Your goal
Pick out each line of the entries below that has the word "building" in it, and copy those lines.

Extracted information
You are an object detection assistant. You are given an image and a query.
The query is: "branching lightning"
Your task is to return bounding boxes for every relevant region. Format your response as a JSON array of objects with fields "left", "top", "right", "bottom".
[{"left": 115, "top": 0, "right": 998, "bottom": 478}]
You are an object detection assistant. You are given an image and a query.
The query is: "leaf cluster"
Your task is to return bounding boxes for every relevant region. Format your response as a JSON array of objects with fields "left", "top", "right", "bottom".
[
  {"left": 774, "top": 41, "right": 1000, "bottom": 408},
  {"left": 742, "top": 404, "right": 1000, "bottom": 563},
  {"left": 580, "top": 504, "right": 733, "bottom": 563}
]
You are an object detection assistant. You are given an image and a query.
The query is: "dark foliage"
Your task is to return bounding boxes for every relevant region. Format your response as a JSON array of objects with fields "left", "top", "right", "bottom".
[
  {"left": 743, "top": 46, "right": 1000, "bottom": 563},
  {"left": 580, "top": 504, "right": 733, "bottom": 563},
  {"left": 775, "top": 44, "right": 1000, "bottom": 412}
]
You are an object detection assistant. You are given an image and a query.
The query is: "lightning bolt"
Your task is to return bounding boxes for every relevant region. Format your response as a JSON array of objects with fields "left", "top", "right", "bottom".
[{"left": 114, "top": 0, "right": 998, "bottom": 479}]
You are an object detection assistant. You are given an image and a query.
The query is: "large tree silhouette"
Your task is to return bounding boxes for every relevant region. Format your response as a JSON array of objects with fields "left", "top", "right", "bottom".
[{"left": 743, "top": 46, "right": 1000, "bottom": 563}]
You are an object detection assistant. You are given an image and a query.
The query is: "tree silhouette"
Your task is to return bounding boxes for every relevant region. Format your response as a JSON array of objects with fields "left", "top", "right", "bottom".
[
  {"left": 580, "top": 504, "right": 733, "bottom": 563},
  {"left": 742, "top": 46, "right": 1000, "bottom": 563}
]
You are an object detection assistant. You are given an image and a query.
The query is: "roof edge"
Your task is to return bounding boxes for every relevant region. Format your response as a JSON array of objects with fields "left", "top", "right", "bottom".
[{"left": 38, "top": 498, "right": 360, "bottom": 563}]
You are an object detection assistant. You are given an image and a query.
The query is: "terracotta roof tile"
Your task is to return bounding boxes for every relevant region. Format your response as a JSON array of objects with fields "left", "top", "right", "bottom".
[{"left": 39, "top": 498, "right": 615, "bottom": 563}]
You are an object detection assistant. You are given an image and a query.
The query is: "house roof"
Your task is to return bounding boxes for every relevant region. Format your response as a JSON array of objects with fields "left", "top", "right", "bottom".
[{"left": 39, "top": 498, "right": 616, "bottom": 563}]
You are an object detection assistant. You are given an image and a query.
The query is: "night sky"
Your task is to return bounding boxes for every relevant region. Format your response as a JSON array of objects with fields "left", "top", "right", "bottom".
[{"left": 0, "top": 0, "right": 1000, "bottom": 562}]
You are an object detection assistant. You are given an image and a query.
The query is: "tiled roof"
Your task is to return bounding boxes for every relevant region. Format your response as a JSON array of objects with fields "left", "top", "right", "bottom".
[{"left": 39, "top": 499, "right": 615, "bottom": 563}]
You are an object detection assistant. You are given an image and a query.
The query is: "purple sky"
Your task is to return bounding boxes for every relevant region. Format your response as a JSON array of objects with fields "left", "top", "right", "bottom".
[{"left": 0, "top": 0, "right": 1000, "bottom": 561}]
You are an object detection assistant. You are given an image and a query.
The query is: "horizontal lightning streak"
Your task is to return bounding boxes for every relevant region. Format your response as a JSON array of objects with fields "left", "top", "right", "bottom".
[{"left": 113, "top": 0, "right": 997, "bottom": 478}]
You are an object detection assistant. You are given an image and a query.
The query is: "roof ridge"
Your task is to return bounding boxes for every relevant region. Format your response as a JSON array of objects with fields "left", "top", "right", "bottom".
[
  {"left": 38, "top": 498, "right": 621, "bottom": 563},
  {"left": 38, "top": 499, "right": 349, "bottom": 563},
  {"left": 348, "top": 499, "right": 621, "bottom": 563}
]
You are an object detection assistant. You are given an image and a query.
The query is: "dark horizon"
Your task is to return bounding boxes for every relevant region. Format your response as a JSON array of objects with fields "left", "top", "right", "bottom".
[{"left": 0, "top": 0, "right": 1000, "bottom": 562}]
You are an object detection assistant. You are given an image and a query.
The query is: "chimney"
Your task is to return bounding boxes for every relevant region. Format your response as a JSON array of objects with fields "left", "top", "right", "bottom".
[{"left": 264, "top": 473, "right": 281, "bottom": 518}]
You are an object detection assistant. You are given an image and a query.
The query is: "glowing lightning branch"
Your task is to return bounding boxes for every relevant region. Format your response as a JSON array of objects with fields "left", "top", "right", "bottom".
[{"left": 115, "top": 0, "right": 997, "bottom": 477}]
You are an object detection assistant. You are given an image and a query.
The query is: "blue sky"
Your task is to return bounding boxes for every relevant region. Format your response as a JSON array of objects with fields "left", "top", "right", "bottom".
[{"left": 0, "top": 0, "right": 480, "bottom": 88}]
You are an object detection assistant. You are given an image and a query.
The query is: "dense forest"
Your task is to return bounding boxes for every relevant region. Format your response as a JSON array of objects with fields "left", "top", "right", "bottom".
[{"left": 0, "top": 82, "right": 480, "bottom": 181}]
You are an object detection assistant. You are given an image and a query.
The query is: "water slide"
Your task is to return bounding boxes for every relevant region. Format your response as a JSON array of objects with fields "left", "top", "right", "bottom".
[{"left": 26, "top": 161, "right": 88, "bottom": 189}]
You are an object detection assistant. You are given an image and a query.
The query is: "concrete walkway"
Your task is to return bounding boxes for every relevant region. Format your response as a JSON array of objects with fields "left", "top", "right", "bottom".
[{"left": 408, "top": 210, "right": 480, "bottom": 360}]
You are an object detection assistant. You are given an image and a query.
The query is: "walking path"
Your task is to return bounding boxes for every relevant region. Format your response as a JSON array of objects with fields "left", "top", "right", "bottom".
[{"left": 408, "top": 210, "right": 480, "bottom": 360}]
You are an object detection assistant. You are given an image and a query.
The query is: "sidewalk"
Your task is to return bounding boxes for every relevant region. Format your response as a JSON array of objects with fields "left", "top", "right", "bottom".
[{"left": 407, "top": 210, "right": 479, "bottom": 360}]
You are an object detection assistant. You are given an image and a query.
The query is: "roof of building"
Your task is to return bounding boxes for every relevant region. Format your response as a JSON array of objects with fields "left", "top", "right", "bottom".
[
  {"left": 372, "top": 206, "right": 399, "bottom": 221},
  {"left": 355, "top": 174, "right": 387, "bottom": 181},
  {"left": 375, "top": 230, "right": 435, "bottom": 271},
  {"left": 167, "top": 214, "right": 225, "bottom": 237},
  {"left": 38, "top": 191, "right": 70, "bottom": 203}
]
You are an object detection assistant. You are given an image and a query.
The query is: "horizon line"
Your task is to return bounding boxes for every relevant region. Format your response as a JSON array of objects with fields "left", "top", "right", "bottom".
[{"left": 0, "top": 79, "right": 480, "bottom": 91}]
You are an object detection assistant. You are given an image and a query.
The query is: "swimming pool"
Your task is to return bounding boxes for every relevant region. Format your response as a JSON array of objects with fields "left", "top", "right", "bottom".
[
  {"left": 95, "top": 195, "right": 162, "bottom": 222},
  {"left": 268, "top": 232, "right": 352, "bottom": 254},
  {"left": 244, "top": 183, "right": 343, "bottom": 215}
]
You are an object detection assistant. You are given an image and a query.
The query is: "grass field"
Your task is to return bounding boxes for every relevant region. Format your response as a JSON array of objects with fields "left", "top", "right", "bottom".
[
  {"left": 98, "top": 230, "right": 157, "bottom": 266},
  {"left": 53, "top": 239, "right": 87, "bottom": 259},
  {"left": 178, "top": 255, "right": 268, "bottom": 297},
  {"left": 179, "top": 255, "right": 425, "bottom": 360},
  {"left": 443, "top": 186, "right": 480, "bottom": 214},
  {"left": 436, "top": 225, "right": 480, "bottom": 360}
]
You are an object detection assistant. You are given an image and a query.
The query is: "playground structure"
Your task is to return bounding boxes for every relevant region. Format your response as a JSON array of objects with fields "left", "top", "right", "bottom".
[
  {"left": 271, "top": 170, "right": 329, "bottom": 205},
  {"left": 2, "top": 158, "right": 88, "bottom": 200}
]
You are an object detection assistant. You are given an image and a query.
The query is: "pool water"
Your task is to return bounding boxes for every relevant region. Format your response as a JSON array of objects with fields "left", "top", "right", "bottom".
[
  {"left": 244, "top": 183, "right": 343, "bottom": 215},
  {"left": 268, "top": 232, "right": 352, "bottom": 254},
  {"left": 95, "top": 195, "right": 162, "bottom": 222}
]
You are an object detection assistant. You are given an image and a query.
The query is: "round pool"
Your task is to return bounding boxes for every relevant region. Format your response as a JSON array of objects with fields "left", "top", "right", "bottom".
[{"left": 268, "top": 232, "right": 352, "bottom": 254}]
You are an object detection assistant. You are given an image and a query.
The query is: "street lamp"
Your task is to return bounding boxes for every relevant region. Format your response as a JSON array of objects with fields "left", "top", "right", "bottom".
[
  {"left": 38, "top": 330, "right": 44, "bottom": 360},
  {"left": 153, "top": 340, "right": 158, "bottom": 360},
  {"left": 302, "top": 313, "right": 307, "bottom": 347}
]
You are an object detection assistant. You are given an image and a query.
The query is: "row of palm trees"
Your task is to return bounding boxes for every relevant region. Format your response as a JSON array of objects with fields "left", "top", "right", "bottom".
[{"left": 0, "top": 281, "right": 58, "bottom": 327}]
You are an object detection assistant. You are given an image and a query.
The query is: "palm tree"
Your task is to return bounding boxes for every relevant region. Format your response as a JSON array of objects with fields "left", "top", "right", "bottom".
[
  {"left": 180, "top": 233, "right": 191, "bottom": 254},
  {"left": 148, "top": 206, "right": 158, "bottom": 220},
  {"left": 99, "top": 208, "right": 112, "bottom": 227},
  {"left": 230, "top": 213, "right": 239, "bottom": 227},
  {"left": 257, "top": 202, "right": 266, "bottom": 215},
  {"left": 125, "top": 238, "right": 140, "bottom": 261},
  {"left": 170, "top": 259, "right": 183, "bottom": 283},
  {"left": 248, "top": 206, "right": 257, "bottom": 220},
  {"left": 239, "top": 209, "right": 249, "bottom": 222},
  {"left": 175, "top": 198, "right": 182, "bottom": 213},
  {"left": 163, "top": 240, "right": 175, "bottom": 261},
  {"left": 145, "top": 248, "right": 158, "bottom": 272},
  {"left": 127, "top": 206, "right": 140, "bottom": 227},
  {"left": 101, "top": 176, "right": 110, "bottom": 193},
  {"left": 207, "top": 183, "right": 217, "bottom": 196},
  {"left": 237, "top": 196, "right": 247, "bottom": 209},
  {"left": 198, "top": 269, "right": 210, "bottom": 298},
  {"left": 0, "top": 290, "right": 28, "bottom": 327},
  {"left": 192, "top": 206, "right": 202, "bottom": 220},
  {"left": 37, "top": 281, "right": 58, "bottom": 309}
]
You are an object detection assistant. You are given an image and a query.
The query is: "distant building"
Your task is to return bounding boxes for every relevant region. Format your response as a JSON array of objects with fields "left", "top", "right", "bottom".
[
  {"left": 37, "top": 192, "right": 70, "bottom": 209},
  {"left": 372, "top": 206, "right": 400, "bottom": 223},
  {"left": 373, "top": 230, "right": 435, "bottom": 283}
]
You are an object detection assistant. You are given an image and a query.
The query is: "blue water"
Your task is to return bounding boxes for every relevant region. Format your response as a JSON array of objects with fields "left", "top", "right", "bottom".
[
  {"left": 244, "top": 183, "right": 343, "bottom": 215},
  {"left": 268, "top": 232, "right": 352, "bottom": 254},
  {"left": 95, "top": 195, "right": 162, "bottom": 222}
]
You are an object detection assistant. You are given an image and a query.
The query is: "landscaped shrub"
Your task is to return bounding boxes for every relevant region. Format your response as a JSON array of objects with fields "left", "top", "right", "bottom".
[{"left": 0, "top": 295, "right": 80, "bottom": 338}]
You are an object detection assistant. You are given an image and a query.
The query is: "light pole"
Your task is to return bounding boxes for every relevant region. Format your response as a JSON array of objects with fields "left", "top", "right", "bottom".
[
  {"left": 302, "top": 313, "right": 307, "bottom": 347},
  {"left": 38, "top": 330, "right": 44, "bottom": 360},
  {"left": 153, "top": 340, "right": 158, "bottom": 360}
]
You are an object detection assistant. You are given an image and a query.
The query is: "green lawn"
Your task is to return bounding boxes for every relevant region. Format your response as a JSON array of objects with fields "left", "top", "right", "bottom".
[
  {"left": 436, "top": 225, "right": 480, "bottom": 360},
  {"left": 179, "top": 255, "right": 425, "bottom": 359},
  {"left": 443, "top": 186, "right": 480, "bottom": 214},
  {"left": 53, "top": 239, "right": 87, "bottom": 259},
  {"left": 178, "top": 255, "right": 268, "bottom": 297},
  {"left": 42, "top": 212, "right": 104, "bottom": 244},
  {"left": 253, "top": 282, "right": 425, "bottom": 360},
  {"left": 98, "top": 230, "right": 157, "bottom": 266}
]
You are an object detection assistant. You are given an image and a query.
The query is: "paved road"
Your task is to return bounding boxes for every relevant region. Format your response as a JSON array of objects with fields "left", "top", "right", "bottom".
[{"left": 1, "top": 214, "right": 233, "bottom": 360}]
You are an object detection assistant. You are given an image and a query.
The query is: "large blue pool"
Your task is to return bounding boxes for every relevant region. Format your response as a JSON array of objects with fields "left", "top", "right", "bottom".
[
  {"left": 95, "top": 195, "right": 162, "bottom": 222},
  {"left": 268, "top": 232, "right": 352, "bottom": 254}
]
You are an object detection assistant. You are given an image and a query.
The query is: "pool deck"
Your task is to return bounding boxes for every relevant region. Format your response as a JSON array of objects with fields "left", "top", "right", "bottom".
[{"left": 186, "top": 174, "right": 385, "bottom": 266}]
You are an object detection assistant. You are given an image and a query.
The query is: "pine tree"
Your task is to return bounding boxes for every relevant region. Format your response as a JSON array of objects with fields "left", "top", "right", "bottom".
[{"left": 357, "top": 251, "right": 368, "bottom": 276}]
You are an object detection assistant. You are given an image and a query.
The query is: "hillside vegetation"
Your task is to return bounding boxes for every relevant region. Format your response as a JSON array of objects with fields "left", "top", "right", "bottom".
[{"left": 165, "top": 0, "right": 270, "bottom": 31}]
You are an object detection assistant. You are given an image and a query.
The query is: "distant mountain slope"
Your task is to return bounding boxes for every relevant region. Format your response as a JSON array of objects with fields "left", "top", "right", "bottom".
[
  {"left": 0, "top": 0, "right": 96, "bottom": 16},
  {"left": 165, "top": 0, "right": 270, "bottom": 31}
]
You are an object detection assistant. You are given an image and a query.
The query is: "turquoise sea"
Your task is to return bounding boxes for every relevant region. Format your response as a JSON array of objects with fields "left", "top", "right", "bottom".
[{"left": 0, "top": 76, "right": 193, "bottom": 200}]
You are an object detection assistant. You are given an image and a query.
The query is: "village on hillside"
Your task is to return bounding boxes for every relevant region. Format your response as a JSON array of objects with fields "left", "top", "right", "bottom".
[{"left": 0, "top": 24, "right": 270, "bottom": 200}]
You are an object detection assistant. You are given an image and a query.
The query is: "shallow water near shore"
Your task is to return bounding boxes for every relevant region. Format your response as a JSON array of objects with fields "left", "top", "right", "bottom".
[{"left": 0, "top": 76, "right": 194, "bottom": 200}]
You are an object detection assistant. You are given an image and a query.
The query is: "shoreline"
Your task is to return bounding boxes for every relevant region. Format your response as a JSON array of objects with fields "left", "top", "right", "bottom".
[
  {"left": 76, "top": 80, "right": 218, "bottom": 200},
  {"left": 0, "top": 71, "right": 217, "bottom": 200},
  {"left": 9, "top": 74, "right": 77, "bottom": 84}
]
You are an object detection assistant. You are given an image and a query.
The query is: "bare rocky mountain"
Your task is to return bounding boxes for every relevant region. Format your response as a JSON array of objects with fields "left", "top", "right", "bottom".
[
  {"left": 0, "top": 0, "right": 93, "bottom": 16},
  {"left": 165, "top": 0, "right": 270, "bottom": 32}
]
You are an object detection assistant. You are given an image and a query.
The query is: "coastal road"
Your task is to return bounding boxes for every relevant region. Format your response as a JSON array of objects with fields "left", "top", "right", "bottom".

Result for this task
The query is: "roof of building"
The query is: "distant building"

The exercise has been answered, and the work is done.